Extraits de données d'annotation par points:
_ _ _ _ _ _ _

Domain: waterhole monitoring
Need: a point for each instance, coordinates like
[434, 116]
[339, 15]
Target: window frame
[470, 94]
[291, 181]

_ _ _ _ _ _ _

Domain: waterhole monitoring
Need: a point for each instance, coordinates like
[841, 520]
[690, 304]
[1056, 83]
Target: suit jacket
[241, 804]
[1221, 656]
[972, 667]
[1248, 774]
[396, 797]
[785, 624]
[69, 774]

_ _ _ _ _ _ _

Indiquez le nombre de lignes des enregistrements qui contiennent la chaîne "Target", en respectant la casse. Donnez uniquement ce nombre.

2